• _Work request_
Records follow. Select each line holding "front".

*** Data records Section Begins ***

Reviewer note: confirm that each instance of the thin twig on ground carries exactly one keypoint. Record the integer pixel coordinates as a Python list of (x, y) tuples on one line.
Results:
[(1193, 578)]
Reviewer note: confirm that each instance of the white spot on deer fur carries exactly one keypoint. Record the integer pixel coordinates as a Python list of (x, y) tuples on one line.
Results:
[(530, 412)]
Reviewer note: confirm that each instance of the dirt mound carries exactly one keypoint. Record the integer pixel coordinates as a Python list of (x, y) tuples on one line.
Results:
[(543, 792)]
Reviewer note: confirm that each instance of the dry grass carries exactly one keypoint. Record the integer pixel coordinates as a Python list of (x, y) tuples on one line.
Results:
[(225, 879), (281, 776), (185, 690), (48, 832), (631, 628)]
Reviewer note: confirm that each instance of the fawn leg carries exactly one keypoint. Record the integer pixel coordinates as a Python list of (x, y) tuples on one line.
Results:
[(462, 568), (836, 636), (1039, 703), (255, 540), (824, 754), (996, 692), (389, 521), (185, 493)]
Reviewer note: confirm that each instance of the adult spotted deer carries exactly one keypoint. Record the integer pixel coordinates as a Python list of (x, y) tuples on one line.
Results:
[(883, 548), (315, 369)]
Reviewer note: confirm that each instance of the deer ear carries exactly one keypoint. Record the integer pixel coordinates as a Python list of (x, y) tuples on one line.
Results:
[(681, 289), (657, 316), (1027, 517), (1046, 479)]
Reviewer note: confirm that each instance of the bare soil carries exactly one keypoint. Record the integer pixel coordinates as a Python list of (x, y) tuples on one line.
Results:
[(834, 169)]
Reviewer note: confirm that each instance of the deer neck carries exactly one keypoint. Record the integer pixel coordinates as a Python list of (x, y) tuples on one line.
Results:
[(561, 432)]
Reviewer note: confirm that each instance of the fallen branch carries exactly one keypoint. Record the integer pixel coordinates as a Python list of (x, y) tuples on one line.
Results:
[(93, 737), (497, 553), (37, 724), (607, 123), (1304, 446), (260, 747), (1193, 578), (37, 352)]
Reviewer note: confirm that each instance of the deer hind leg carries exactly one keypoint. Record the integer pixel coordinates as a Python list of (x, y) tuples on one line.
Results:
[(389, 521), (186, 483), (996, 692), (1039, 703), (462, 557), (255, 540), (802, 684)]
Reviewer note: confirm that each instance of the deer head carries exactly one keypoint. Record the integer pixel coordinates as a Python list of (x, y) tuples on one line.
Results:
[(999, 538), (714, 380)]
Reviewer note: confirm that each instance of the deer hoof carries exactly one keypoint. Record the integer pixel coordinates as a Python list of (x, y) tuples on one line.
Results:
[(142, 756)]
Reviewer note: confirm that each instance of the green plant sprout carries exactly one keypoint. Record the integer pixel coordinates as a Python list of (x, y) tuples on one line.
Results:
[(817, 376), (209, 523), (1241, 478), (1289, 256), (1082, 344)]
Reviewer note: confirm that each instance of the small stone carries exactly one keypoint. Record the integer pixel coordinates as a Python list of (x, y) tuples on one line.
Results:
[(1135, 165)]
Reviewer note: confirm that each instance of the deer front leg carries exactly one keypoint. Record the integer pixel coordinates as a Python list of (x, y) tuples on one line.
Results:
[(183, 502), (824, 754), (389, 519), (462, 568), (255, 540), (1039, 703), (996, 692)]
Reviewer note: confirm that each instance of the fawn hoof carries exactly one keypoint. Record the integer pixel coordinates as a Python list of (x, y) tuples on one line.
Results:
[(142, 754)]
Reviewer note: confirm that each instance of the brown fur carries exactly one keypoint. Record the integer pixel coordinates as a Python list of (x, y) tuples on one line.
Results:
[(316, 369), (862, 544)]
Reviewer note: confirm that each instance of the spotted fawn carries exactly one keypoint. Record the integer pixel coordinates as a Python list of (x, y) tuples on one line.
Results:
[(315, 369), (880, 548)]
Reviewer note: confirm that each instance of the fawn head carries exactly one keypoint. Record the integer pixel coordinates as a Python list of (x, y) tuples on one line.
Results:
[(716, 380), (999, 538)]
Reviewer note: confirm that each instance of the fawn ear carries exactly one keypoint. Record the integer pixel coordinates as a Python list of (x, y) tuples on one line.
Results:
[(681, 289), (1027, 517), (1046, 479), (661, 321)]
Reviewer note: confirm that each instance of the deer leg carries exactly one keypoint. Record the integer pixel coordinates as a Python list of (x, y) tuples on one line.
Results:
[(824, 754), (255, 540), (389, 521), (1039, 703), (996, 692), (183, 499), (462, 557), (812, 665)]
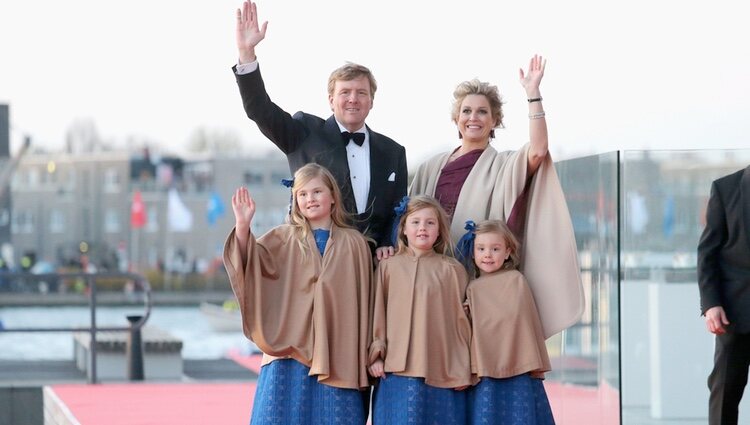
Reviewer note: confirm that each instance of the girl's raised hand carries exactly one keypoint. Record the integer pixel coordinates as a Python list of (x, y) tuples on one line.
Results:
[(533, 76), (243, 207)]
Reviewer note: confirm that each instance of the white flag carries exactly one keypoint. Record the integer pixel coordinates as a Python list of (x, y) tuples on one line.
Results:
[(179, 217)]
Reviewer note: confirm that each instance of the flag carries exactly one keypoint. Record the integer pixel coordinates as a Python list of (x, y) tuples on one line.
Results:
[(179, 217), (214, 208), (137, 211)]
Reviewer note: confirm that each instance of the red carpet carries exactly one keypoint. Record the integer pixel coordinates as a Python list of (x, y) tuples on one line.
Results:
[(201, 404), (158, 404)]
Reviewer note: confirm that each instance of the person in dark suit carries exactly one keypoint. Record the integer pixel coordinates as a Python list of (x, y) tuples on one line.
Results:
[(724, 282), (369, 167)]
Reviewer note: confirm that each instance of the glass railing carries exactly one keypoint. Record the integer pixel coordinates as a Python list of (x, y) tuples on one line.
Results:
[(641, 354)]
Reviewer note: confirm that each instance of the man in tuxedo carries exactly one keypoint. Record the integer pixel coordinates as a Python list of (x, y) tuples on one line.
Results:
[(724, 282), (369, 167)]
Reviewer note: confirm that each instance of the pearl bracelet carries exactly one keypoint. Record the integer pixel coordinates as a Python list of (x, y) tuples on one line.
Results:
[(536, 115)]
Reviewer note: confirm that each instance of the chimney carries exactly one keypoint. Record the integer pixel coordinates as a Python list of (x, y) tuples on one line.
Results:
[(4, 131)]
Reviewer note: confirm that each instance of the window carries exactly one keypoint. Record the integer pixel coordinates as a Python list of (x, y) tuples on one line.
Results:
[(111, 180), (23, 222), (56, 221), (111, 221)]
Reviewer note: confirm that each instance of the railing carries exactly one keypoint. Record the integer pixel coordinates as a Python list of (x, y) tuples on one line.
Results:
[(90, 279)]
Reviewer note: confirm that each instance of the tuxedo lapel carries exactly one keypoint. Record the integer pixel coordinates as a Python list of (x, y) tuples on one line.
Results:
[(745, 203), (378, 172), (341, 170)]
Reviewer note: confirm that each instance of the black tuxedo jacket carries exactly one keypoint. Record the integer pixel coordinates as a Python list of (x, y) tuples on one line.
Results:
[(724, 250), (306, 138)]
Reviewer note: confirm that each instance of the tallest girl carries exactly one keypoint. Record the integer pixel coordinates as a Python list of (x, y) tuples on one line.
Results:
[(477, 182)]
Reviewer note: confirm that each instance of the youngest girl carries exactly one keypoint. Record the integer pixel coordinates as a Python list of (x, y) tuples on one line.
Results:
[(420, 346), (507, 346)]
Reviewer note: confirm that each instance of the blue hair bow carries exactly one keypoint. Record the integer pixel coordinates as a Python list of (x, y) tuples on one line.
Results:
[(289, 183), (465, 245), (397, 213)]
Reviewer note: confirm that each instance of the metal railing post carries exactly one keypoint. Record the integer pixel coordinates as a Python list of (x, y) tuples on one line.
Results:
[(134, 350), (92, 344)]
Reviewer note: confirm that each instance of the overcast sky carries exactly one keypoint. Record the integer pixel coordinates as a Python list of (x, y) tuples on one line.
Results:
[(626, 75)]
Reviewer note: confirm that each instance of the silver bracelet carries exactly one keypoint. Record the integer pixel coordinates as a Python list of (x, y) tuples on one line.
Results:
[(536, 115)]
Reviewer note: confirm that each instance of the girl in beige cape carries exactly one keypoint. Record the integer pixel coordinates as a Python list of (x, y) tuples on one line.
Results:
[(303, 290), (508, 355)]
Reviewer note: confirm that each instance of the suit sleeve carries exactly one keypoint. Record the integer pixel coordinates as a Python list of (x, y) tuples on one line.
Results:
[(278, 125), (378, 306), (709, 247)]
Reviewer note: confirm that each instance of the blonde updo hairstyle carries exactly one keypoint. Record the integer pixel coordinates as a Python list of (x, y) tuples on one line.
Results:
[(479, 88)]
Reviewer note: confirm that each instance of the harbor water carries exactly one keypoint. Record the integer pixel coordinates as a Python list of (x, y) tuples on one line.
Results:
[(187, 323)]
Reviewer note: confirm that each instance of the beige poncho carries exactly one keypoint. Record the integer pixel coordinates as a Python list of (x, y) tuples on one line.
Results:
[(550, 257), (507, 338), (420, 328), (303, 306)]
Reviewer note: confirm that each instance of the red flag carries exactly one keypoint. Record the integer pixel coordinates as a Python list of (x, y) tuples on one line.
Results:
[(137, 211)]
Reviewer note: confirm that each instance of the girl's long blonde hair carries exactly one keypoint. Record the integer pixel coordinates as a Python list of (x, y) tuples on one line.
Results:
[(339, 216), (499, 227), (443, 244)]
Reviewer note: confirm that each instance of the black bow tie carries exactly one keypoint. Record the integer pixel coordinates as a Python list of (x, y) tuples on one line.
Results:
[(358, 138)]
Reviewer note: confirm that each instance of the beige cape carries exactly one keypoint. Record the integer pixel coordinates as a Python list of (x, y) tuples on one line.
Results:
[(419, 326), (300, 305), (550, 257), (507, 338)]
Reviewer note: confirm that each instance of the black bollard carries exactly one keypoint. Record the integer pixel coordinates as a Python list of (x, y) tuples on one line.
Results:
[(134, 349)]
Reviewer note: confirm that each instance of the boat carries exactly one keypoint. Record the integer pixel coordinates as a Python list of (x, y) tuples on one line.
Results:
[(223, 318)]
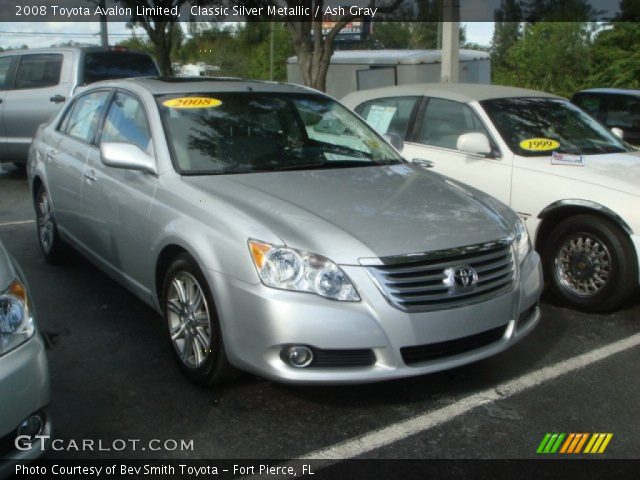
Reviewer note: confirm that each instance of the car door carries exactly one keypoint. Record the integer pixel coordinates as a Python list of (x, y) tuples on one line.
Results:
[(117, 201), (623, 112), (434, 137), (65, 157), (6, 69), (38, 92)]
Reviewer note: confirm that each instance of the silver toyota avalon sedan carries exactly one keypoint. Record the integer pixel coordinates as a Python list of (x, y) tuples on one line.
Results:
[(277, 233), (24, 375)]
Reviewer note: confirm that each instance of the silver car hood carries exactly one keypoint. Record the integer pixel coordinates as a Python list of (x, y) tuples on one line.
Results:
[(354, 213), (7, 270)]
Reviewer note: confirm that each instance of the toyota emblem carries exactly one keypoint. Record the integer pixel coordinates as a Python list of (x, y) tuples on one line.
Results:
[(461, 278)]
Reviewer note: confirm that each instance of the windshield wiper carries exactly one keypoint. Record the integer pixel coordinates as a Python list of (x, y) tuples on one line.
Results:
[(325, 165), (333, 148)]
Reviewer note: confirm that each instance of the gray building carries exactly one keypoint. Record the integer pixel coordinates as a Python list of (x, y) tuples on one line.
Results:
[(352, 70)]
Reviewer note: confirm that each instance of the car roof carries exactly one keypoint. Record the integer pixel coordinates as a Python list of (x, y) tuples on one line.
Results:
[(69, 48), (396, 57), (615, 91), (460, 92), (170, 85)]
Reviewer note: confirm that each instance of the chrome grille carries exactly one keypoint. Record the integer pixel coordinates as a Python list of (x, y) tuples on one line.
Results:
[(418, 282)]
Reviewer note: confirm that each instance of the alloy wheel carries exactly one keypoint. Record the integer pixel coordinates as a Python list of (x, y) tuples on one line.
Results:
[(583, 264), (189, 319)]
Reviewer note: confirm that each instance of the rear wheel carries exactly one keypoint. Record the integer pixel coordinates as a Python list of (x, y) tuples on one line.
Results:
[(192, 324), (48, 237), (590, 263)]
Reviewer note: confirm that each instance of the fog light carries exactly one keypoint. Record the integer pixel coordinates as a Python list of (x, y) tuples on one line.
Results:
[(299, 356), (31, 427)]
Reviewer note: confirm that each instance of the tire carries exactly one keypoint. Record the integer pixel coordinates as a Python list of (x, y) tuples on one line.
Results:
[(49, 240), (192, 324), (590, 264)]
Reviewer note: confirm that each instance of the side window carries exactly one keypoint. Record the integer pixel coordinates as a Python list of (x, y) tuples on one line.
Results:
[(127, 122), (83, 119), (5, 66), (590, 104), (388, 115), (445, 120), (623, 112), (38, 71)]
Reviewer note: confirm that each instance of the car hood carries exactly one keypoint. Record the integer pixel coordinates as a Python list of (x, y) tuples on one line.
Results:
[(7, 270), (354, 213)]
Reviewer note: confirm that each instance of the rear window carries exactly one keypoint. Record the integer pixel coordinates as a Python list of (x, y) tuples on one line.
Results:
[(38, 71), (109, 65)]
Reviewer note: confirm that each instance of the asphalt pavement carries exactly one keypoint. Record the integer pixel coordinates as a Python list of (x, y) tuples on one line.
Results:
[(113, 377)]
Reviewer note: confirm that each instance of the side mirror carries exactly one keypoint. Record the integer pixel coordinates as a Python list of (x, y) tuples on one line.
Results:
[(395, 140), (618, 132), (475, 143), (127, 156)]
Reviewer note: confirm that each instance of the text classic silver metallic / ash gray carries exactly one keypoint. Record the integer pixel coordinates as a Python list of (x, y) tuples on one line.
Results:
[(279, 234)]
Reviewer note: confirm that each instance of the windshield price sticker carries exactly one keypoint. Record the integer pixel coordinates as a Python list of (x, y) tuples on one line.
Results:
[(192, 102), (566, 159), (539, 144)]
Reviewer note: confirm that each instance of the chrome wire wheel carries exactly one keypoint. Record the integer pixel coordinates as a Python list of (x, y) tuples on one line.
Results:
[(46, 225), (189, 319), (583, 264)]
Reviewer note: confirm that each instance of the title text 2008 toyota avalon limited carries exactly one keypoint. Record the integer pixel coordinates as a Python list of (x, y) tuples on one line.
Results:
[(277, 233)]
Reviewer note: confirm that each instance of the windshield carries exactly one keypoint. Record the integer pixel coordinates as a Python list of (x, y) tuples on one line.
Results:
[(536, 126), (226, 133)]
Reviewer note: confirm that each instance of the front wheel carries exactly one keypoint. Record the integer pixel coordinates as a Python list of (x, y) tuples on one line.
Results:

*** Data records Section Ends ***

• _Solution_
Reviewer note: confirm that each instance of the deer front leg carries exactly one keypoint. Record the integer pixel coordinates as a Python list of (x, y) tuples on one line.
Reviewer note: confirm that each instance of the front wheel carries exactly one keypoint. Record the integer pixel coordinates as a Python list of (x, y) tuples on one line.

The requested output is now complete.